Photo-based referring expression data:
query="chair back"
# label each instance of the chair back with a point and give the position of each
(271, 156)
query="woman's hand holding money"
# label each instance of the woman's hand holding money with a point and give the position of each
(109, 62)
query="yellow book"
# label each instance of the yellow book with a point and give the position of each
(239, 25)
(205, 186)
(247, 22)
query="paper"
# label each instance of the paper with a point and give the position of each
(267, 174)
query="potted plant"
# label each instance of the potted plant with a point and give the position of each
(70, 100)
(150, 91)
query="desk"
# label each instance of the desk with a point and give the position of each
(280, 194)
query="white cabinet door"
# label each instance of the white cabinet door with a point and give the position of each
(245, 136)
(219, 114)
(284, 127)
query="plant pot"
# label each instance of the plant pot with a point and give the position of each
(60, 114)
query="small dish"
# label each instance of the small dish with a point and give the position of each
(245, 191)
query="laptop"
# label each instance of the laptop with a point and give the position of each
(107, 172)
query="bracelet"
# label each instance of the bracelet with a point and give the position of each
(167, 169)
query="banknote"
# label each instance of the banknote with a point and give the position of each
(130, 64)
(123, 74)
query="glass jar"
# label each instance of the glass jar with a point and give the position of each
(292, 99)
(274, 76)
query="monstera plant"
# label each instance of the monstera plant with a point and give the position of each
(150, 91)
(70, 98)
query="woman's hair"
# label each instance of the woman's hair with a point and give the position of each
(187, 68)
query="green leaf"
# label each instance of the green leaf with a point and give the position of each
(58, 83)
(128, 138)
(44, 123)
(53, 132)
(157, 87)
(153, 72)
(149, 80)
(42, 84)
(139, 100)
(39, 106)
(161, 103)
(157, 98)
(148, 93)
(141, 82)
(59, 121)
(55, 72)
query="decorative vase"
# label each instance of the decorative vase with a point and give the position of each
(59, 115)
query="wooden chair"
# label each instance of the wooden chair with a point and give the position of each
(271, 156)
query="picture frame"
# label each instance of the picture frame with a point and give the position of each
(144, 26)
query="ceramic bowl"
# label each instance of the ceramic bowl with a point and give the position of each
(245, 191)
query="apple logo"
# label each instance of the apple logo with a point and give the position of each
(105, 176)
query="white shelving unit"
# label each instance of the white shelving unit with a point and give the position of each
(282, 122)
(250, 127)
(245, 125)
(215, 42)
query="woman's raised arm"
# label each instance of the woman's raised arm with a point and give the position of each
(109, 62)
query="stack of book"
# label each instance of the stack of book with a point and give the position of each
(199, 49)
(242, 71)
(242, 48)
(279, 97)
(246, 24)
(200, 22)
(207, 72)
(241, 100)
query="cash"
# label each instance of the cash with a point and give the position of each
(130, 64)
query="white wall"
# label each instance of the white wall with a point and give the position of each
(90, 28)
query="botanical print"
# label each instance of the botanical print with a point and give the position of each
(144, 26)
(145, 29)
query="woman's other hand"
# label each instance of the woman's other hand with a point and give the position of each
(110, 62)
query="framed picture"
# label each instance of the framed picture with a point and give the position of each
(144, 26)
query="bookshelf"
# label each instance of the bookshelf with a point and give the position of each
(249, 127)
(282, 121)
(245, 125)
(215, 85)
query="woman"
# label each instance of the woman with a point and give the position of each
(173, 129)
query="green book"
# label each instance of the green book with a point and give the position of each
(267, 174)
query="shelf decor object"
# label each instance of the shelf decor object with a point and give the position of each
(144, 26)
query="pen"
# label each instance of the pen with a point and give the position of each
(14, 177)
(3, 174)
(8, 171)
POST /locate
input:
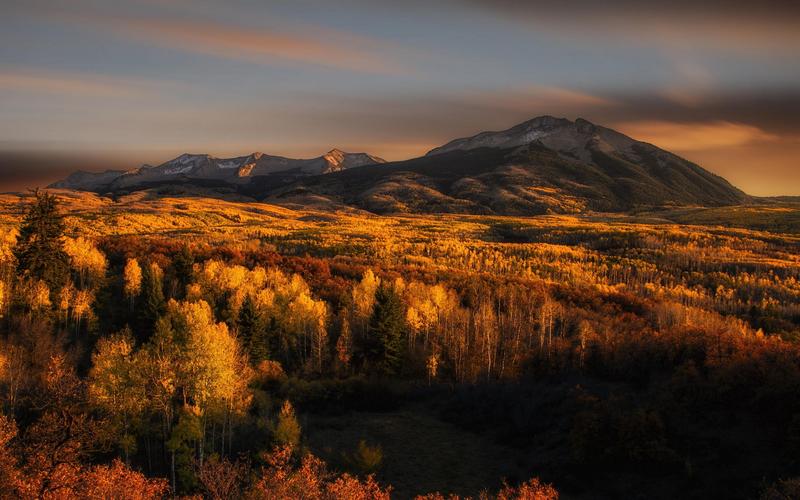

* WHAT THE TASK REQUIRES *
After removing the pictures, set down every record above exactly as it stands.

* SOLUTION FOR THIS EXERCISE *
query="chair back"
# label each instance of the chair back with a point and give the position of each
(271, 156)
query="woman's hand holding money"
# label each instance of the woman's hand holding money with a point and give the position of each
(109, 62)
query="yellow book"
# label each instance of the yellow book with a point and give the position of each
(239, 25)
(205, 186)
(247, 22)
query="paper"
# label each instance of the paper with a point and give the position of each
(267, 174)
query="potted plant"
# label each instance of the potted plant with a point and give the position of each
(70, 100)
(150, 91)
query="desk"
# label each instance of the desk with a point and give the position of each
(280, 194)
query="white cabinet door"
# label each instance of the white cabinet door with a point and give the position of each
(245, 136)
(219, 114)
(284, 127)
query="plant pot"
# label each instance of the plant pot with a point and give the position of each
(60, 114)
query="small dish"
# label each instance of the small dish with a point and give the position of each
(245, 191)
query="laptop"
# label each instance of the laptop with a point and give the position of each
(107, 172)
query="bracelet"
# label each instance of the bracelet with a point and give the position of each
(167, 169)
query="banknote"
# label each instance of the banknote with a point and give the position of each
(130, 64)
(123, 74)
query="glass jar"
# label each instance of the glass jar with a point and give the position of each
(292, 99)
(274, 76)
query="monstera plant"
# label each instance of the monstera plant with a point and give the position of each
(150, 91)
(70, 98)
query="woman's hair"
# label each instance of the woman's hair with a point and give the position of each
(187, 68)
query="green leaf"
# label each instance of the green leaf with a point and give the position of each
(58, 83)
(128, 138)
(44, 123)
(53, 132)
(157, 87)
(153, 72)
(149, 80)
(42, 84)
(139, 100)
(39, 106)
(161, 103)
(157, 98)
(148, 93)
(141, 82)
(59, 121)
(55, 72)
query="decorative vase"
# label each instance of the decorative vase with a point and give the position of each
(59, 115)
query="wooden chair"
# label each instance of the wooden chair with a point and give the position of each
(271, 156)
query="picture frame"
# label each instance of the picture frame with a point and give the position of each
(144, 26)
query="ceramic bowl"
# label each instance of the ceramic bowl with a point and give the position of each
(245, 191)
query="apple logo"
# label each instance of the apple logo with a point and give the position of each
(105, 176)
query="white shelving unit"
# label each instance of the white shelving unit with a point and give the position of each
(282, 122)
(250, 127)
(245, 125)
(215, 42)
query="woman's raised arm"
# label each instance of the woman's raised arm with a point and give the position of each
(109, 62)
query="stack of book"
# label each instance of the stack of book with a point and give the position of each
(199, 49)
(242, 71)
(242, 48)
(279, 97)
(246, 24)
(200, 22)
(207, 72)
(241, 100)
query="cash"
# label each instance of the cash with a point and give the position of each
(130, 64)
query="white wall"
# label each instance of the white wall with a point and give the position of each
(90, 28)
query="botanical print"
# label each instance of the botanical print with a point and give the position of each
(144, 26)
(145, 29)
query="woman's other hand"
# label each instance of the woman's other hand with a point and give the position of each
(110, 62)
query="framed picture"
# label each instance of the framed picture with a point and give the position of each
(144, 26)
query="bookshelf"
# label each instance of the bookshelf with a point and give the position of each
(249, 127)
(282, 121)
(245, 125)
(215, 85)
query="woman"
# label each instance of the woman with a point and give the position of each
(173, 129)
query="green book"
# label each instance of the green book with a point and give the position of each
(267, 174)
query="shelf decor object"
# label each instance of the shelf decor object with a point and give the position of each
(144, 26)
query="pen"
# label each instance of the pen with a point and give the position of each
(14, 177)
(3, 174)
(8, 171)
POST /locate
input:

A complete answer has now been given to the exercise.